▶ **TASK DESCRIPTION**
Under this line are the records; write out word for word the part that begins at the line containing "Target: white motorboat" and ends at the line containing "Target: sky", and no more.

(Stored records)
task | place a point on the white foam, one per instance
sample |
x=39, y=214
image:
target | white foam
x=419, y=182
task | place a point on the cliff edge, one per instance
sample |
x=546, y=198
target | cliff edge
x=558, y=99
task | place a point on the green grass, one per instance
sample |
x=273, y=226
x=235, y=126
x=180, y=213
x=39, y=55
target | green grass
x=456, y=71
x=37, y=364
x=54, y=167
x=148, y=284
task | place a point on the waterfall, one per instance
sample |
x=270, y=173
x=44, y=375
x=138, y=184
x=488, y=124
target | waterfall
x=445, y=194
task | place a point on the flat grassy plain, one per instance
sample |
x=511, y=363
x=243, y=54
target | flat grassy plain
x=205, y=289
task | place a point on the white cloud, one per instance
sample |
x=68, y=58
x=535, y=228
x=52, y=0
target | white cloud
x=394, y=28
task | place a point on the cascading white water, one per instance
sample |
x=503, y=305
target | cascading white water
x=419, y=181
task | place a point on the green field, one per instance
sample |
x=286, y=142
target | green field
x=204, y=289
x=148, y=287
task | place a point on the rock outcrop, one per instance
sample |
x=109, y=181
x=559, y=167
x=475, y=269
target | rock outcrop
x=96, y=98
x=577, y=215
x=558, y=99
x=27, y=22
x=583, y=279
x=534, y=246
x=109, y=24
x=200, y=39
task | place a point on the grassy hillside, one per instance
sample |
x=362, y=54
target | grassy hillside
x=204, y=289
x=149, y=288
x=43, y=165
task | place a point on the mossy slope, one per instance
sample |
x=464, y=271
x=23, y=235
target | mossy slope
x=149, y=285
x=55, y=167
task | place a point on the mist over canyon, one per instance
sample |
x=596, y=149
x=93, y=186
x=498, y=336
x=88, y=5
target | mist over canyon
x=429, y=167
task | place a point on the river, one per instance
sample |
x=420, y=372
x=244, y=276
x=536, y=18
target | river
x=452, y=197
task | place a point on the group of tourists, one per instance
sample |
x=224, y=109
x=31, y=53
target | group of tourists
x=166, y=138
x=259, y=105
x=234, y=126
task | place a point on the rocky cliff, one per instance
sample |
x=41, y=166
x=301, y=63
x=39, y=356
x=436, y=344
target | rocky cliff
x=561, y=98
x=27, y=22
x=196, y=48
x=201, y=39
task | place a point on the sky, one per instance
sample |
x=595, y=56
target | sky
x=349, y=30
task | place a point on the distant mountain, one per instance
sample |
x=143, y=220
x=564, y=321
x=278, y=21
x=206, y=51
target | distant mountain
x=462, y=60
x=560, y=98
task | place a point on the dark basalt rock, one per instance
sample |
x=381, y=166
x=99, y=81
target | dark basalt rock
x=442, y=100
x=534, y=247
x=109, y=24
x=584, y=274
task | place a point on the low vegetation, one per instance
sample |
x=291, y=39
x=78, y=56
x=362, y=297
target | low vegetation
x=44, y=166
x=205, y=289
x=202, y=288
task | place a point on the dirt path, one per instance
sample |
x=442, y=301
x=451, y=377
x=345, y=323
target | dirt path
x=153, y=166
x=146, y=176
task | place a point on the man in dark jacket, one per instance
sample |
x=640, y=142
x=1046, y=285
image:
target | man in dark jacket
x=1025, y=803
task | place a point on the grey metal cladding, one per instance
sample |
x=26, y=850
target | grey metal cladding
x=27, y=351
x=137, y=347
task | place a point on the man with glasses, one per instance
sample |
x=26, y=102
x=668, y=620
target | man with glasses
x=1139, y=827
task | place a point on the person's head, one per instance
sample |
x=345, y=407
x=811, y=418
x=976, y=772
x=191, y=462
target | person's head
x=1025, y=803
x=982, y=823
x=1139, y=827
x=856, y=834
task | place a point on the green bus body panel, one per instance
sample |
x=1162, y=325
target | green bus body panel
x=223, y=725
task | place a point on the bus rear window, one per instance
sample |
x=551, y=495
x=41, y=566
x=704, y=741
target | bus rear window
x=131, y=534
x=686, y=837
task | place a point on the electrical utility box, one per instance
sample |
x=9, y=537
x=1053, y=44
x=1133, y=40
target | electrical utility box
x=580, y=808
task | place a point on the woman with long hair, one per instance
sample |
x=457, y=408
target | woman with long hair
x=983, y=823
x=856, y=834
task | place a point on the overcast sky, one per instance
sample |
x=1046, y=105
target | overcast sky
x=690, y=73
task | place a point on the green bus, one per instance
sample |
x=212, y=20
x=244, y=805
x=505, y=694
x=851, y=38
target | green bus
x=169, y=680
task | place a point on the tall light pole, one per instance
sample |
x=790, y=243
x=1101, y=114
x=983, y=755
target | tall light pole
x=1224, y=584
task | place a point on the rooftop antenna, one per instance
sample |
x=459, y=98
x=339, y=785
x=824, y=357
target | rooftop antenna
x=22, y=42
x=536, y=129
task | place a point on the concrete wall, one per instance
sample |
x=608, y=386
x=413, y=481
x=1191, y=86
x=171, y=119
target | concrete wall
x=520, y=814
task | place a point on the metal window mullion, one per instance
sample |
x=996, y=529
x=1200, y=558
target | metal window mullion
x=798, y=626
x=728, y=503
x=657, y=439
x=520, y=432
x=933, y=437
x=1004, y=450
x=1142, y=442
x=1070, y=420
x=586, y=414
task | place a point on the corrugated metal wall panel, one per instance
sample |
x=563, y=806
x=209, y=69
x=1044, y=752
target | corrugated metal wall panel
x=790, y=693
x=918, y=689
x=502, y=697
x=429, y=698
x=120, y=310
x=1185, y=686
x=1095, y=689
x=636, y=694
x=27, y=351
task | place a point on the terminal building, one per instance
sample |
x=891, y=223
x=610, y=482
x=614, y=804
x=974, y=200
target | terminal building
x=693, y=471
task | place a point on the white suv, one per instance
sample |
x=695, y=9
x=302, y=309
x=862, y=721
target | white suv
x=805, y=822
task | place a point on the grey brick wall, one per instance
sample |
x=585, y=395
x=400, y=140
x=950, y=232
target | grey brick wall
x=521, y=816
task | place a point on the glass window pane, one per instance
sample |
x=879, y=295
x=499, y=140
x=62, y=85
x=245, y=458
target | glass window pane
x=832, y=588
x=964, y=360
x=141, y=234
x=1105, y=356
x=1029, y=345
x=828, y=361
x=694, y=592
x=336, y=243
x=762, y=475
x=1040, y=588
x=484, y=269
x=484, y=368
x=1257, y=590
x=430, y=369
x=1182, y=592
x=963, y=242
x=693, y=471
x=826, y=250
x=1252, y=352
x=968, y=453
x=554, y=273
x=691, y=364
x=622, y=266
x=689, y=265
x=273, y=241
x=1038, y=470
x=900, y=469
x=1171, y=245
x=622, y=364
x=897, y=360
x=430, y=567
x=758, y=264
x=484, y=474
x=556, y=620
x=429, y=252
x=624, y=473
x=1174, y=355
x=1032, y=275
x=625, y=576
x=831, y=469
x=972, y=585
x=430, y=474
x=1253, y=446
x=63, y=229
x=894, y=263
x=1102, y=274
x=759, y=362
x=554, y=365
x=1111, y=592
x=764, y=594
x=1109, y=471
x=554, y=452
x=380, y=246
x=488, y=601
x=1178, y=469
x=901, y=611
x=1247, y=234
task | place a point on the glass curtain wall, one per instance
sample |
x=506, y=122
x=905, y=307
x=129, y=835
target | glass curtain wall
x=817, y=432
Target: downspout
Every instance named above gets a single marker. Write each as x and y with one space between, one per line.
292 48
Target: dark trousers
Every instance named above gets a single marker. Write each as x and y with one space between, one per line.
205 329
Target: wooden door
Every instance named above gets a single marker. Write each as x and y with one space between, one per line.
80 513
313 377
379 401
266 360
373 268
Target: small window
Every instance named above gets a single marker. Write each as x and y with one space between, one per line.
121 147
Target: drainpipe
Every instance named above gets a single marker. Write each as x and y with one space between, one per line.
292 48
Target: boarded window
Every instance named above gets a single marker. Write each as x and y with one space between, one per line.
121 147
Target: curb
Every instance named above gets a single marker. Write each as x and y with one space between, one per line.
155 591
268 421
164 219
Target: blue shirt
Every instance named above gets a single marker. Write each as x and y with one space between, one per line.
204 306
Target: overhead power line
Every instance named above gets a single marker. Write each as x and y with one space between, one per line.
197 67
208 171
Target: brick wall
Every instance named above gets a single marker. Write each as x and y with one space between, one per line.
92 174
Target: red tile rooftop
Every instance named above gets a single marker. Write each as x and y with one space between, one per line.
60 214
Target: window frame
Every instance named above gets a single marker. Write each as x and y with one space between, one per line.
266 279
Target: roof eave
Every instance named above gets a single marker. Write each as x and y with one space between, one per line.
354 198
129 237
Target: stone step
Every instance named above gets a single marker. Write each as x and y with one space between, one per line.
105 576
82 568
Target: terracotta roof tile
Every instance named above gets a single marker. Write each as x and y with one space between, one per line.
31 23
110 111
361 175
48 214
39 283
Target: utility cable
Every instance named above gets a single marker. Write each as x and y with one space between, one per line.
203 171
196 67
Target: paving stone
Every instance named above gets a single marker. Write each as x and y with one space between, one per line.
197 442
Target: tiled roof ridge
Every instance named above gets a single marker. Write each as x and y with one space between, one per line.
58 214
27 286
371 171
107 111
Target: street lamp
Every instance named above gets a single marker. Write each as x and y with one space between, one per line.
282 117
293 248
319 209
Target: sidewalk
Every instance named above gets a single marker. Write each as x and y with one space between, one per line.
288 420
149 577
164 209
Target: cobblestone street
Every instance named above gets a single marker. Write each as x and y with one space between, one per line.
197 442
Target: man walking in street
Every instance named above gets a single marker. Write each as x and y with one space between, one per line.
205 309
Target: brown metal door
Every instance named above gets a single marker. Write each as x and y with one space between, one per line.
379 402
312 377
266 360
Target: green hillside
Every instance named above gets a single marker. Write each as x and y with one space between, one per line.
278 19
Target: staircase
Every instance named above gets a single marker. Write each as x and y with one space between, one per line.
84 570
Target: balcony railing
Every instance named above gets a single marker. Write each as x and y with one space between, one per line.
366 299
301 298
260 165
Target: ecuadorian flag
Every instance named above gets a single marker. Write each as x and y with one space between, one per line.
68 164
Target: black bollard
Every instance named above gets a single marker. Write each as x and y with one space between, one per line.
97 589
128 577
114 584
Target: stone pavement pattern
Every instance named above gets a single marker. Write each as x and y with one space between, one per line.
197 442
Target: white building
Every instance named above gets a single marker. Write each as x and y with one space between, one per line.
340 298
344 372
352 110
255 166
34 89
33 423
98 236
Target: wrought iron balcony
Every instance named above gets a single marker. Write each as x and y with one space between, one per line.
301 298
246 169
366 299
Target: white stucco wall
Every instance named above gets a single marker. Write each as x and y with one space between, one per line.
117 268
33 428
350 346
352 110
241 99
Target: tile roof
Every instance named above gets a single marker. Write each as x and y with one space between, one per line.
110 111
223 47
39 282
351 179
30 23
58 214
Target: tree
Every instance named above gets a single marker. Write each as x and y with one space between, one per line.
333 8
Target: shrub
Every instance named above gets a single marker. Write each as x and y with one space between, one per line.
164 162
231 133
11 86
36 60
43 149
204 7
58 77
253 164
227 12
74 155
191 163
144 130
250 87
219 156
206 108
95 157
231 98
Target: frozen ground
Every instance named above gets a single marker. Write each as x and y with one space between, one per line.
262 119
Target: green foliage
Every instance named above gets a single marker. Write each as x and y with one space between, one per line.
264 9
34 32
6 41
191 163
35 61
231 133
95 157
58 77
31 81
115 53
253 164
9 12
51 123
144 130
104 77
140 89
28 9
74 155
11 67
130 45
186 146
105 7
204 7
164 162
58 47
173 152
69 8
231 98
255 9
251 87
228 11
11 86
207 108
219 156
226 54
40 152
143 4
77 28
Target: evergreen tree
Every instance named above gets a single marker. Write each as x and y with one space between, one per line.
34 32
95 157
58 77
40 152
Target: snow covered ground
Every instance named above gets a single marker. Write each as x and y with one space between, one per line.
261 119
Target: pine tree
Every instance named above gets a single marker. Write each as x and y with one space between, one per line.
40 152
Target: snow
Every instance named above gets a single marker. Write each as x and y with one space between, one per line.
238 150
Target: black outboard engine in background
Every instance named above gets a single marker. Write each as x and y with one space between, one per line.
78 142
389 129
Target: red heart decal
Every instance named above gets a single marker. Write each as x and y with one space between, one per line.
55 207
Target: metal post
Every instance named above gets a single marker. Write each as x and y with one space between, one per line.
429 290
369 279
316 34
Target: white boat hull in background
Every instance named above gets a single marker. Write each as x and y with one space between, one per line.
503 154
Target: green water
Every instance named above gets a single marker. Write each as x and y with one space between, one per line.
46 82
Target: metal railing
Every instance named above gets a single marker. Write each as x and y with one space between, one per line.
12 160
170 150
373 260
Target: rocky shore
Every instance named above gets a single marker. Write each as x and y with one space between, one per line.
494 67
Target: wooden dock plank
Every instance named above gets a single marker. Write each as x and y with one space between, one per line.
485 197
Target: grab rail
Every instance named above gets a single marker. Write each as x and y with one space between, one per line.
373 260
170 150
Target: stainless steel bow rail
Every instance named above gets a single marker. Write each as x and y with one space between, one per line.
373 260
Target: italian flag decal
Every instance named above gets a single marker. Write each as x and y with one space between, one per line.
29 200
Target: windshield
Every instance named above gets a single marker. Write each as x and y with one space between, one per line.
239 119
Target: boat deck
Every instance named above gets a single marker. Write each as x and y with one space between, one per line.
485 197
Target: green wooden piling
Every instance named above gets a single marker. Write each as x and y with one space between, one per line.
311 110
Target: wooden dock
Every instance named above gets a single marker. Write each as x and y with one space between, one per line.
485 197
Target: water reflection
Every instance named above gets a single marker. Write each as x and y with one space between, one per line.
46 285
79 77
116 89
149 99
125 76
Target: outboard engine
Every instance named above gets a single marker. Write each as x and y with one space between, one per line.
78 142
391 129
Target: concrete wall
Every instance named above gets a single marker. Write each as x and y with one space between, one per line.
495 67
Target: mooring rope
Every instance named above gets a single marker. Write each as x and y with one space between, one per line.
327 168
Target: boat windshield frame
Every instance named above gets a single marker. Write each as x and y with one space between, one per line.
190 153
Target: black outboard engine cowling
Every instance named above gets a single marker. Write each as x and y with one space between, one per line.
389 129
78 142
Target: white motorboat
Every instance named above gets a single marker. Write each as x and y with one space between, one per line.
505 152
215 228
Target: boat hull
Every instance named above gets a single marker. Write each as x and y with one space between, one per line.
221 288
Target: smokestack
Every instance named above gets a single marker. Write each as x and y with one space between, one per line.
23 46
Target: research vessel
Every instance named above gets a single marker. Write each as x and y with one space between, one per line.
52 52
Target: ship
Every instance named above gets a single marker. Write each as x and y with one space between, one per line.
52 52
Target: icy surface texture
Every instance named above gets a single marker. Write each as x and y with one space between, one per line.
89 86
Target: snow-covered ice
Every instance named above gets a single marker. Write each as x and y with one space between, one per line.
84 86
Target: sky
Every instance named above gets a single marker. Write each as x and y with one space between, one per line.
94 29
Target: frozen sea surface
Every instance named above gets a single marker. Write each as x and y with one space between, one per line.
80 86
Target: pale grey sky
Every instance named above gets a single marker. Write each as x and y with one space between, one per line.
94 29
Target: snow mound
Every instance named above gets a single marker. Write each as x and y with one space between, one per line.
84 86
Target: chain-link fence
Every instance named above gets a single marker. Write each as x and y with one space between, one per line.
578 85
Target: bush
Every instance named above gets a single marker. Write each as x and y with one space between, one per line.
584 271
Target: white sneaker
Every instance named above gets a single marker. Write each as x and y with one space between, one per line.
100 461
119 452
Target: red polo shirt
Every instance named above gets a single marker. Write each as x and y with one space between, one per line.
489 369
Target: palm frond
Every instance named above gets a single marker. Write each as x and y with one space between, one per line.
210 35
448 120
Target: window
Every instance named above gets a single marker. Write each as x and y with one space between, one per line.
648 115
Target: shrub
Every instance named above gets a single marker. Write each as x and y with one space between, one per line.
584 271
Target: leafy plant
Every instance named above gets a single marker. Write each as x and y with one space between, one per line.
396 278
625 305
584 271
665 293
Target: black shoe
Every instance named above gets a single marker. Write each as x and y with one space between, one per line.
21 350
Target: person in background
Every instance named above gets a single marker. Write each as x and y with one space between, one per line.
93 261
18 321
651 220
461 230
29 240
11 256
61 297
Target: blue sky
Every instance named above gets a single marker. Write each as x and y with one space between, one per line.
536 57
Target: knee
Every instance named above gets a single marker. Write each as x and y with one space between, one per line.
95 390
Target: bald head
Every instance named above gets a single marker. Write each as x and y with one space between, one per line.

▶ **TASK RESPONSE**
Target: white motorboat
Every instance named above gets a single marker. Write each as x and y with one space between, one per line.
505 152
215 228
Target: boat hull
Every instance named above gets a single marker. Write each as x and y with one space between, one per line.
221 288
Target: smokestack
Every instance named above gets a single marker. Write each as x and y with one space between, one per line.
23 46
Target: research vessel
Every instance named above gets a single marker. Write each as x and y with one space between, one per line.
52 52
Target: ship
Every instance named above gets a single marker. Write each as x and y with one space between, one per line.
52 52
Target: icy surface texture
Every instance named above gets a single marker. Write each as x and y with one space between, one per line.
89 86
Target: snow-covered ice
Every instance named above gets a single marker. Write each as x and y with one space between, one per line.
84 86
Target: sky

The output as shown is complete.